(Image location labeling entries)
· · · ·

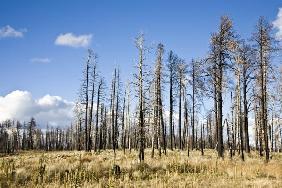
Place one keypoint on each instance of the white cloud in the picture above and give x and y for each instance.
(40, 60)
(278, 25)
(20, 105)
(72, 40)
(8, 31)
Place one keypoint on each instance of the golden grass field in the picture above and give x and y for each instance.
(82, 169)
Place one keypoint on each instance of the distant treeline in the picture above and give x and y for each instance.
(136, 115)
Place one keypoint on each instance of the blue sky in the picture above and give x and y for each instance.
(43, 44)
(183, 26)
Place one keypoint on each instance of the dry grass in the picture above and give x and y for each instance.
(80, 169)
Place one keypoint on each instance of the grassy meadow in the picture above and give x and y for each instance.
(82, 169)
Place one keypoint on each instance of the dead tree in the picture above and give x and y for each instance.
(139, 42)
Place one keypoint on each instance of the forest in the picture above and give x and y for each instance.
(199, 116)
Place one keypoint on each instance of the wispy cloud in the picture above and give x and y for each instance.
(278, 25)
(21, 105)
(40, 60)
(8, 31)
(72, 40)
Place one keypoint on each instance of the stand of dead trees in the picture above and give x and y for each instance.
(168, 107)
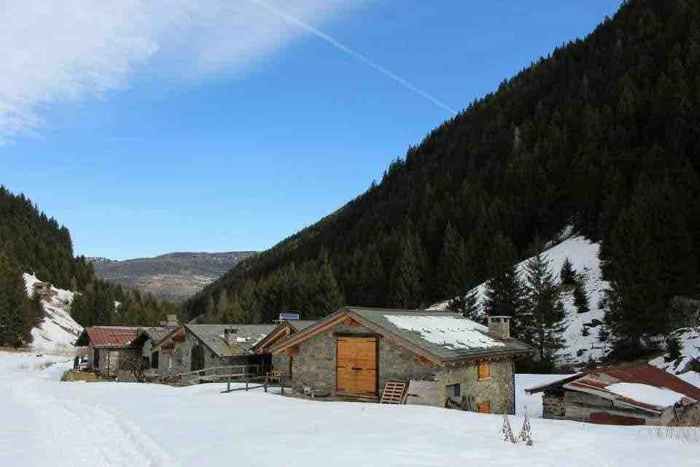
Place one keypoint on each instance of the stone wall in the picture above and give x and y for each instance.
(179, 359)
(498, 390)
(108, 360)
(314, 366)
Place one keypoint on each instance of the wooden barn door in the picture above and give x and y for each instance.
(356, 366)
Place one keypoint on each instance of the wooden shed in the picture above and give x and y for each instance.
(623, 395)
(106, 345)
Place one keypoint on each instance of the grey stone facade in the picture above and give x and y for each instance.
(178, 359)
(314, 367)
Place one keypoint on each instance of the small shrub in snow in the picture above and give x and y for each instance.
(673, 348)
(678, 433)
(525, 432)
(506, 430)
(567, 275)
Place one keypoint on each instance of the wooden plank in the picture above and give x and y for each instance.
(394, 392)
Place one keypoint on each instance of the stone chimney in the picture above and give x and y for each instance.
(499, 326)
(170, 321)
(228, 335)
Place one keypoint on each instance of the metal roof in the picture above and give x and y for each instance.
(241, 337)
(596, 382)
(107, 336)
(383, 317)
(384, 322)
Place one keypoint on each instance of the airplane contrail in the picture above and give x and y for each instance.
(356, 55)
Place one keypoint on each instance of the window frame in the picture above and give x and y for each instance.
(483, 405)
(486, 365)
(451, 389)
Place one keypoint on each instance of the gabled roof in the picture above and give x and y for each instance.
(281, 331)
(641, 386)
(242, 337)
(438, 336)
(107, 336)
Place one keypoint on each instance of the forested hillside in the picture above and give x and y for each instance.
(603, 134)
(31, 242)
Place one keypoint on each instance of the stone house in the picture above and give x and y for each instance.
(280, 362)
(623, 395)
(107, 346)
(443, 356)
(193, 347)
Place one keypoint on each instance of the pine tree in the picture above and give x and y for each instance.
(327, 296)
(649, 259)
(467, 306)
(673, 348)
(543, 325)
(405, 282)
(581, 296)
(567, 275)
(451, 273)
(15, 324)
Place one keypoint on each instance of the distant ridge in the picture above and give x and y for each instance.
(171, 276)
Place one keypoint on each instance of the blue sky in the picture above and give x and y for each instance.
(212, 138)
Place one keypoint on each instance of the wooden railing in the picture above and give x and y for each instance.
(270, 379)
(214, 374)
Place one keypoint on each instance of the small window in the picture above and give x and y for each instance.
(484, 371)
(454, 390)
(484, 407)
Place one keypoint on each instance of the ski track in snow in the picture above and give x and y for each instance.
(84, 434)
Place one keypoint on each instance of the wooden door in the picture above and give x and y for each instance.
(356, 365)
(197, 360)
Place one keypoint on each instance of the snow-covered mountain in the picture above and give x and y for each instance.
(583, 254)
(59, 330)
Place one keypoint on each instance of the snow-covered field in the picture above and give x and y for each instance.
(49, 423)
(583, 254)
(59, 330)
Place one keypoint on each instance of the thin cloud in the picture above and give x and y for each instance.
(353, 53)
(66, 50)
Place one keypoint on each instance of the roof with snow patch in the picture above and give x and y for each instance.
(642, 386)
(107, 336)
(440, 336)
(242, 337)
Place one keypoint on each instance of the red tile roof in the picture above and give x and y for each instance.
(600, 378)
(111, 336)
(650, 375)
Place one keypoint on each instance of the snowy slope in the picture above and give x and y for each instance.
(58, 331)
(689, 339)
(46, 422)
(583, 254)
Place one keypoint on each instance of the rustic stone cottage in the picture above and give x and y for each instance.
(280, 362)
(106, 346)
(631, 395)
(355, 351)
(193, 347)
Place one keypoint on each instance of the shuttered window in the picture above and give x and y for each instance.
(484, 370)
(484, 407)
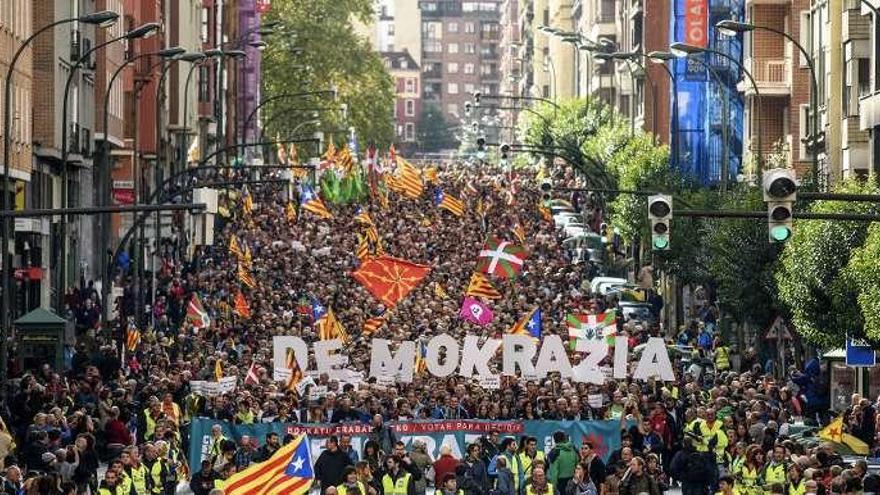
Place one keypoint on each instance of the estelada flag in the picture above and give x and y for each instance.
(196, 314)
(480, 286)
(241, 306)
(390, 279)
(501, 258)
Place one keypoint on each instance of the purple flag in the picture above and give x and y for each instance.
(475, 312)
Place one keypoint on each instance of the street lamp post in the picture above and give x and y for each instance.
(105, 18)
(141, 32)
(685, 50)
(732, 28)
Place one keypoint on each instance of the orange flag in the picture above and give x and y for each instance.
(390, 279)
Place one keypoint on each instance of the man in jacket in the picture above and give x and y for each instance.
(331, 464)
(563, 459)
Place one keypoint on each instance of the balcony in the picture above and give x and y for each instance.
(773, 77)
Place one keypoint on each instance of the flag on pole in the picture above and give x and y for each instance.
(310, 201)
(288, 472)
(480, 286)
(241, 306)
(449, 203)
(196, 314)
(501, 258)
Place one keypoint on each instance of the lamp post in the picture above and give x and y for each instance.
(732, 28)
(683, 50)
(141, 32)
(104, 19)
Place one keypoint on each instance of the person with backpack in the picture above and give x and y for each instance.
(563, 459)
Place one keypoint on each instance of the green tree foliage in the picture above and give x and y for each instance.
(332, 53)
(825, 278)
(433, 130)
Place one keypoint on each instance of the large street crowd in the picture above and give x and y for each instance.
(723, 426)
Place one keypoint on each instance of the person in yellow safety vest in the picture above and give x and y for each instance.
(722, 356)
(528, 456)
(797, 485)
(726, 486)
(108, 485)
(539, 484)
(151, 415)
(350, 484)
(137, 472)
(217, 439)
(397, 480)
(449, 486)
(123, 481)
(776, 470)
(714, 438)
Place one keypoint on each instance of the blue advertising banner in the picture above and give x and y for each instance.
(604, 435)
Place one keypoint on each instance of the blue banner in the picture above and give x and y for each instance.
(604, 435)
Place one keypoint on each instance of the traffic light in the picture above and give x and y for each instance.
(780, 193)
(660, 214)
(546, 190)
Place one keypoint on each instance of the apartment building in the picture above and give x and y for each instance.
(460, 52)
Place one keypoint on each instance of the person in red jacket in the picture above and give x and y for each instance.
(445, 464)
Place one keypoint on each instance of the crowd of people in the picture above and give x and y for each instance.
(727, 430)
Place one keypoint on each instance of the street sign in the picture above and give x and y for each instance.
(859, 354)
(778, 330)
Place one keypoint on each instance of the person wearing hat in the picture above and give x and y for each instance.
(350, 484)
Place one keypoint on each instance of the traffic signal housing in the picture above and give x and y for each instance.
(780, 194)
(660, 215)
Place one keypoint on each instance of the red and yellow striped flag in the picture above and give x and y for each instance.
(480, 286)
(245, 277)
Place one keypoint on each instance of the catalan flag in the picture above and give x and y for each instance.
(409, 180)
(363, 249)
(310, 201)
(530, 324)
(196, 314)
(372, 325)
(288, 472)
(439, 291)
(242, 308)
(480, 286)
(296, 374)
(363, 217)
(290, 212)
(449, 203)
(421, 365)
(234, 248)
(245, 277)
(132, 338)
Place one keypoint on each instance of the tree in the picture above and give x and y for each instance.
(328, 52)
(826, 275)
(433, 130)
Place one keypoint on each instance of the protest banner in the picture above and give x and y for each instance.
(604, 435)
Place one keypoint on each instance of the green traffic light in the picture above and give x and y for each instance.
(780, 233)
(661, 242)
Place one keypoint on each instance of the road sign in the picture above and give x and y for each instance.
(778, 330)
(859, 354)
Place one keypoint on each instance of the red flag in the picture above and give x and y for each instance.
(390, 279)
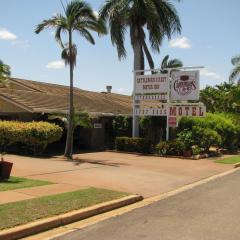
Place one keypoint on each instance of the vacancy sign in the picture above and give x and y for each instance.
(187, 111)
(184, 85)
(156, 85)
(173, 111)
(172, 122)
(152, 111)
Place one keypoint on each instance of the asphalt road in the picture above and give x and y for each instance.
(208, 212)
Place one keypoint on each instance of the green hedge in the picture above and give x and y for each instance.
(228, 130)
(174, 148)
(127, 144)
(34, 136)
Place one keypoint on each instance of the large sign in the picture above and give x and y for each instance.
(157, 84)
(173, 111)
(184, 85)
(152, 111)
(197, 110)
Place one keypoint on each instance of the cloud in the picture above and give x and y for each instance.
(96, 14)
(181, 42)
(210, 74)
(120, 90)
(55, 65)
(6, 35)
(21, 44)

· · · ·

**Written instruction**
Copy out the material above, beginning at the line that contains "Place one keypoint on each instance of the cloud" and continuing through its final line.

**Complete answer**
Place one keypoint on each instance of the cloud in the picture above and give x and y for each instance.
(96, 14)
(181, 42)
(210, 74)
(120, 90)
(55, 65)
(6, 35)
(21, 44)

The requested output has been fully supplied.